Cosmopolitan India: Apart from music, another thing that has always fascinated your fans is your artwork and your imagery. What goes behind choosing the minimalistic, monochromatic artwork that you’ll always have?

Cigarettes After Sex: Honestly, I am a huge fan of The Smiths. There’s something about The Smiths’ artwork that felt really special and it turns out that, Morrissey, the lead singer was just picking photographs from his personal collection and using it for their album covers, which felt really personal. And I was thinking, could I make Cigarettes feel like that? Everything feels really unified. You pick up a Cigarettes After Sex album and you can tell it’s us right away. It’s distinctive. How do I do that? At first, I was going to use photographs of actors like The Smiths but then I decided that the music sounded darker to me. It sounded like it was more like the film noir stuff I liked, like the French New Wave stuff I liked. It was all black and white and then I found this great photograph by Man Ray, a French photographer, which we used for the first EP—the girl with her head tilted back—and I thought that should be the feel of all the artwork: kind of really dark but dreamy, romantic, a little sensual, a little surreal, too. Since then, I look at different photographers' work and sift through thousands of photographs, and I’ll just know when one is right. And when I find it, I approach the photographer and ask if we could use the photo and license it. I pick out all the photos myself.

▸ **REQUIRED WORK**:
**a)** Summarize the interview excerpt about the band's album artwork in two sentences.
**b)** Quote, word for word, the part of the interview excerpt about the band's album artwork that opens with the words containing "Cosmopolitan India: Apart" and closes with "you’ll always have?".
**c)** Extend the interview excerpt about the band's album artwork, picking up after its final sentence.

Stored items:
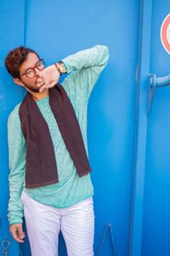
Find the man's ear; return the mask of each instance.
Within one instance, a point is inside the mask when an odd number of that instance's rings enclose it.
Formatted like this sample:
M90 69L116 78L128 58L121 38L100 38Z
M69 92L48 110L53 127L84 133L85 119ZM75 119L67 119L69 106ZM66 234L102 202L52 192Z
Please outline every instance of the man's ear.
M20 79L14 79L14 82L18 85L24 86L24 83Z

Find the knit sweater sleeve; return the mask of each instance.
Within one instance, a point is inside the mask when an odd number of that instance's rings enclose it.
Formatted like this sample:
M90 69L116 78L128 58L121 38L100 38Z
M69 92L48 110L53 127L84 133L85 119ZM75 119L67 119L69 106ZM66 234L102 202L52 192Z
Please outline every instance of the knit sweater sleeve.
M63 59L67 73L71 73L62 83L68 96L82 95L88 101L108 60L109 49L105 45L95 45Z
M23 206L20 195L23 189L26 167L26 141L22 135L19 106L16 106L8 119L8 143L9 162L9 224L22 223Z

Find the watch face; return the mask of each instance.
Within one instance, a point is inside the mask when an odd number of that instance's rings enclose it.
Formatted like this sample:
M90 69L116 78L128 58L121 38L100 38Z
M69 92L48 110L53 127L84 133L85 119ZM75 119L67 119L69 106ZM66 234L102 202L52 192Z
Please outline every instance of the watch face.
M60 64L60 71L61 73L66 73L66 69L65 69L65 65L63 63Z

▸ **WRITTEN ANSWERS**:
**a)** Cosmopolitan India asks Cigarettes After Sex about the band's minimal, monochrome artwork, and the answer traces the idea to The Smiths, whose covers used photographs from Morrissey's personal collection and felt personal and unified. Because the music sounded darker, closer to film noir and the French New Wave, the artwork became black and white, starting with a Man Ray photograph for the first EP, and the speaker now sifts through thousands of photographs, picking each one personally and licensing it from the photographer.

**b)**
Cosmopolitan India: Apart from music, another thing that has always fascinated your fans is your artwork and your imagery. What goes behind choosing the minimalistic, monochromatic artwork that you’ll always have?

**c)**
Cosmopolitan India: You’ll sing a lot about love and sex, is there a particular song that has helped you through tougher times?

Cigarettes After Sex: Yes, there are many. I can’t think of a recent one but a really old one that comes to my mind is, called What’ll I Do by Johnny Mathis… I don’t know why but this song made me cry for some reason. The song just feels so desperate, so sad to me—you know how when you’re in love with somebody and they’ve moved on. What are you supposed to do with your life without them?

As far as a song from our work that has helped me is, the love song called ‘Pistol’. It made me really emotional and I cried, pretty much every time I listened to it...It helped me process a bunch of feelings I went through last year.

Cosmopolitan India: How do keep up with the pressures of continuously having to perform and the pressures of touring?

Cigarettes After Sex: I love touring. But it really disrupts my writing and recording process. So I have to balance between wanting to go on tour and wanting to make new songs. On tour, I’m just taking in the experience being in the moment. I find it difficult to write. We have a lot of fun on tours—we get to see great cities and we really have the greatest fans. However, it’s tough because I really love to write and the rest of us in the band also really love touring as well and all the experiences we have on tour. It’s what we enjoy. 


Cosmopolitan India: Is there a country or a city you want to perform in but haven’t gotten the chance to as of yet or are looking forward to?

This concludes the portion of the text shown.